* **Task**
The lines to be set down run from the line containing "One point marks each instance of the saluting" through the final line of the data below; print them exactly and print nothing else.

Records from a dataset
◇ ◇ ◇
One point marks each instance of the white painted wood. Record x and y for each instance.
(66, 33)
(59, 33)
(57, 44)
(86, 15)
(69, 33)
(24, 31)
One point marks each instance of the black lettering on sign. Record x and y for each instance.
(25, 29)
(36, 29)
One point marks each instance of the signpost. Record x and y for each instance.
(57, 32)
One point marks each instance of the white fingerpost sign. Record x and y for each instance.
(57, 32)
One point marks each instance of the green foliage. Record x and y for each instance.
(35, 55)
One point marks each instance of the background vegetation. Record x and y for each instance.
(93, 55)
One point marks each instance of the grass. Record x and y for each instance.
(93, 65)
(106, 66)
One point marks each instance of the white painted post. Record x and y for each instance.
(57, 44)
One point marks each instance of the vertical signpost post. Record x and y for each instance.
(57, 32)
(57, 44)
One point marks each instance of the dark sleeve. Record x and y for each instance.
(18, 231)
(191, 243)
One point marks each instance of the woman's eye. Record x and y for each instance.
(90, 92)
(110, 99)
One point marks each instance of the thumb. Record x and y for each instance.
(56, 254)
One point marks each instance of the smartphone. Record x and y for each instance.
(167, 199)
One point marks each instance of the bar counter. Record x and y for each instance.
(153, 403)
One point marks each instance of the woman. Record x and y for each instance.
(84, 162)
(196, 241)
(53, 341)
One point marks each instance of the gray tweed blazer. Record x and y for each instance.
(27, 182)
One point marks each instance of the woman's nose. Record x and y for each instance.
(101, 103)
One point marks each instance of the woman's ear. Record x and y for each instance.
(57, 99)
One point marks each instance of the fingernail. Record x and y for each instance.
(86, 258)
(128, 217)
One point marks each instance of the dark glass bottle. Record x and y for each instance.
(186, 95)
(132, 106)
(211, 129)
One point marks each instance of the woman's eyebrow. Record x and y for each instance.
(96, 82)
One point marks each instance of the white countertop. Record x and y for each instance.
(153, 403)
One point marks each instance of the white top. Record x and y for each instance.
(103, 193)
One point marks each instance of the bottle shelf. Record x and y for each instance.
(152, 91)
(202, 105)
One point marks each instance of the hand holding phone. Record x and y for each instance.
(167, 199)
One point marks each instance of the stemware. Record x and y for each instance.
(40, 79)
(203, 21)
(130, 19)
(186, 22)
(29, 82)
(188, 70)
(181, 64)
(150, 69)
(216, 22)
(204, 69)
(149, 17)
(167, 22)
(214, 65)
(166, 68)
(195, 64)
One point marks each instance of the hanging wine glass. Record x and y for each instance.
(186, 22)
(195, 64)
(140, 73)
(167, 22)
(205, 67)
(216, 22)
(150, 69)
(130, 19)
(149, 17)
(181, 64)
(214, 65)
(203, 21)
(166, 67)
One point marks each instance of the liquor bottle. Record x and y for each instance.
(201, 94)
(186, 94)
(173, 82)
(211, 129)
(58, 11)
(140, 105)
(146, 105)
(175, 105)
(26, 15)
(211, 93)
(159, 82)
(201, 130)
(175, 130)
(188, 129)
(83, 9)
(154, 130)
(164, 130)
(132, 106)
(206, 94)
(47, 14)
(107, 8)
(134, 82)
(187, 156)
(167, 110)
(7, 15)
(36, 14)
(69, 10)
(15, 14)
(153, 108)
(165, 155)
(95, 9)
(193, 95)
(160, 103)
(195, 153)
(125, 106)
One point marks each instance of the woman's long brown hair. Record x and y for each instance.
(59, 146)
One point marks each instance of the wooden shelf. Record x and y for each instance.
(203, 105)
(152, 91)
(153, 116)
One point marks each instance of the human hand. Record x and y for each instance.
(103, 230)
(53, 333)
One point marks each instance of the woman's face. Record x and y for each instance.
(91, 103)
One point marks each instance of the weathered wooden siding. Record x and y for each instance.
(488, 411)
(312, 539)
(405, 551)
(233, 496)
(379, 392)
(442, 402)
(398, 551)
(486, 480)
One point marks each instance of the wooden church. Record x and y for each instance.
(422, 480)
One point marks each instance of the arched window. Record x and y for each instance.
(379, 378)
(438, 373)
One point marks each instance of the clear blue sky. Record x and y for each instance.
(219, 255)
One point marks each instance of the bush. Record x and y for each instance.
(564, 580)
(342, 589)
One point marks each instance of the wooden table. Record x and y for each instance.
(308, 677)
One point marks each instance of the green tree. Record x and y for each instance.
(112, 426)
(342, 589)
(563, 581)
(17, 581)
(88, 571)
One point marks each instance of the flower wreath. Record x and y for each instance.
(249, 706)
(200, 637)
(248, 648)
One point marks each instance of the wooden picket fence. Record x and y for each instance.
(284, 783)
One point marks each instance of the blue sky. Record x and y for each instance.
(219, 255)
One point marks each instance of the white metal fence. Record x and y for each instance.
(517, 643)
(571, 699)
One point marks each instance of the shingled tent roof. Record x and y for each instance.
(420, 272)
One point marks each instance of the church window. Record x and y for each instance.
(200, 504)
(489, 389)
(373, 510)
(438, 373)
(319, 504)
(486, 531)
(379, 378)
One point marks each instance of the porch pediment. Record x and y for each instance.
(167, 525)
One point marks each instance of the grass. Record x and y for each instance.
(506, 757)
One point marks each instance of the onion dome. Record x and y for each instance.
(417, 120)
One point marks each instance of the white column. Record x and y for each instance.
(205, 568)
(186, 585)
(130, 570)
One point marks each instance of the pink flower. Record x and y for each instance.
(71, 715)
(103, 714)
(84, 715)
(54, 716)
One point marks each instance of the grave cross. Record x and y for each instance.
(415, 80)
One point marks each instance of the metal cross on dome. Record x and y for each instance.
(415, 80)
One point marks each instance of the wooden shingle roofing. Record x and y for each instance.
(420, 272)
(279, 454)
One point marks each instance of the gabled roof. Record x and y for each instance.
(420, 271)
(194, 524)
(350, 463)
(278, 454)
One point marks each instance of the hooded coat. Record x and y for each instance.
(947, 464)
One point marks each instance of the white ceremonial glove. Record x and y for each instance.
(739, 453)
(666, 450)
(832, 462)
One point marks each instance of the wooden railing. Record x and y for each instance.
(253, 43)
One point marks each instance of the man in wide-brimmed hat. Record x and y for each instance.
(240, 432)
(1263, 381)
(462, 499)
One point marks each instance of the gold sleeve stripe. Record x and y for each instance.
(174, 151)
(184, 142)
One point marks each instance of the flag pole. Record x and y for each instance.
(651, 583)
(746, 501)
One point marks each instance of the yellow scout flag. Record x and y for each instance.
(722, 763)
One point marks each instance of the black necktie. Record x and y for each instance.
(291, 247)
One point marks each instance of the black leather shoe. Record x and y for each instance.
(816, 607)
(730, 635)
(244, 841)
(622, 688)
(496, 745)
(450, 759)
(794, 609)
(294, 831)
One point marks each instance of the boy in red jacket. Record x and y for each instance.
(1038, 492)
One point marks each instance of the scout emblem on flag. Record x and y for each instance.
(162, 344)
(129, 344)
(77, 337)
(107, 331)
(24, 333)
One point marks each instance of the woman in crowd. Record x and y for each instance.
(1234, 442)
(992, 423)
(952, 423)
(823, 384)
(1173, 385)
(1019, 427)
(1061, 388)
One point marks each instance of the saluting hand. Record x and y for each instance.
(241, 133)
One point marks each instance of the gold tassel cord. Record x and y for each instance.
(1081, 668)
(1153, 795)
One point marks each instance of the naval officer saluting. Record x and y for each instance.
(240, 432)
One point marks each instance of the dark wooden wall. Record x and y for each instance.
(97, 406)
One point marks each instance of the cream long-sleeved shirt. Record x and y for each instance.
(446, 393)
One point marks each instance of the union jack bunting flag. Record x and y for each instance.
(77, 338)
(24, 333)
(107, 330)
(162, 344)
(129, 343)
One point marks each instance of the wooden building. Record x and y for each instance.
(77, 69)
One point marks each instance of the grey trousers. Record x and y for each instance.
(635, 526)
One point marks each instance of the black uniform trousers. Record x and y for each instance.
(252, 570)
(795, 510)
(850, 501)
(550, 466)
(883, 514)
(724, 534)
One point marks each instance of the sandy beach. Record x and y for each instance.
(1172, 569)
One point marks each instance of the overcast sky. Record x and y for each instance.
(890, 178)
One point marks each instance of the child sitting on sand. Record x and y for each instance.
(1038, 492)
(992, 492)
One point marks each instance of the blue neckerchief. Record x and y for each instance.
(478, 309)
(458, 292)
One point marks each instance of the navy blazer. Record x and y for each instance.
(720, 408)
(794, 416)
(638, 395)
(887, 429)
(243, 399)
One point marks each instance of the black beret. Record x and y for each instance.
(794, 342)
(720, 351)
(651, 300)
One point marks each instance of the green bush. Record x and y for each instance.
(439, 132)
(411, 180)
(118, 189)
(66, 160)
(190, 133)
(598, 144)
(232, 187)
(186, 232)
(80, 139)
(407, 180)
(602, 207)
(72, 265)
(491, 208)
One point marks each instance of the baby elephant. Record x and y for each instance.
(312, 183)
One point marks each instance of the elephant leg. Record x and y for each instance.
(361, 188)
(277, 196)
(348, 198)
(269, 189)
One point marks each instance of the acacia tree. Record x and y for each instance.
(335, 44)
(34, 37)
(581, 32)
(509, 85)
◇ ◇ ◇
* **Response area**
One point marks each instance of the saluting hand. Record x and y for each instance.
(241, 133)
One point marks each instance of the gold tassel cord. Record x and y for each instance.
(1081, 668)
(1153, 795)
One point marks each instance of the naval officer saluting. Record x and y for each instance.
(240, 432)
One point marks each instance of the dark wooden wall. Record x and y for each instance.
(97, 406)
One point marks each instance of the cream long-sleeved shirt. Record x and y for each instance.
(446, 393)
One point marks each instance of the union jack bunting flag. Record x and y for each instance.
(77, 338)
(24, 333)
(107, 330)
(162, 344)
(129, 343)
One point marks each instance of the wooden building. Record x and y for each instance.
(77, 69)
One point marks each instance of the grey trousers. Record x and y for each instance.
(635, 526)
One point marks each instance of the black uniform trousers. Record x and y for each instance.
(252, 570)
(795, 510)
(850, 501)
(550, 466)
(883, 514)
(724, 534)
One point marks each instance of the sandy beach. Record x and y for each instance.
(1172, 569)
One point marks each instance of the overcast sky. Record x and y for each instance.
(890, 178)
One point marks each instance of the child sitting on sand. Record x and y for each instance.
(1038, 492)
(992, 492)
One point marks each instance of the blue neckerchief. Record x and y for each instance.
(478, 309)
(458, 292)
One point marks each instance of the navy blazer. Record x and y for each instance.
(720, 408)
(794, 416)
(638, 395)
(887, 429)
(243, 399)
One point marks each instance of the black beret. Record x and y for each instance.
(794, 342)
(720, 351)
(651, 300)
One point marks each instance of the green bush. Record x and y for each instance.
(439, 132)
(411, 180)
(118, 189)
(66, 160)
(190, 133)
(598, 144)
(232, 187)
(186, 232)
(80, 139)
(407, 180)
(602, 207)
(72, 265)
(491, 208)
One point marks each instance of the baby elephant. Record x and y for each instance.
(312, 183)
One point marks each instance of the elephant leg. Record x and y for each instance.
(361, 188)
(277, 196)
(348, 198)
(269, 189)
One point marks each instance of the acacia tree. Record x and y for each instance.
(335, 44)
(34, 37)
(581, 32)
(509, 85)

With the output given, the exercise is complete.